**Aim:** Resize the data below by copying every line in full, but multiply each point coordinate listed after a "Target:" line by 0.55 and round it to a whole number, with halves rounded up. Leave every other number as it is.
########
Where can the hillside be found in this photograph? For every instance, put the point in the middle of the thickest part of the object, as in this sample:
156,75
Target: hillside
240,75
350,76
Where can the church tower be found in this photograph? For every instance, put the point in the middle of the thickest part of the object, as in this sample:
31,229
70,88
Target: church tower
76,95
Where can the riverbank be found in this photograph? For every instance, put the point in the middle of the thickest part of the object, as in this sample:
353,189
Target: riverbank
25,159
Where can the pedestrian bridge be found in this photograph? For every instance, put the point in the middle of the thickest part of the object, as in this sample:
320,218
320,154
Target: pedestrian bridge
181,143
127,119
########
**In response:**
Where can the hillside be found in this photograph? For every instance, put the point in the middle of the thickest part of the object, as in this sample:
156,75
Target: hillside
132,41
193,42
Where can the church tower be found in this photograph? For every instance, put the point in the middle of the thickest part of the object, as in this sample:
31,229
70,88
Target: church tower
42,52
Where can the riverbank be found in this photograph? For every instance, put the point in the middle of the thickest part of the object, as in this sample:
353,189
Target: riverbank
14,87
Where can the pedestrian bridge be found in this photograph? For every instance, put the point in the middle of the thickest part of the object, as in this sample:
320,218
320,154
Target: pedestrian bridge
100,79
70,65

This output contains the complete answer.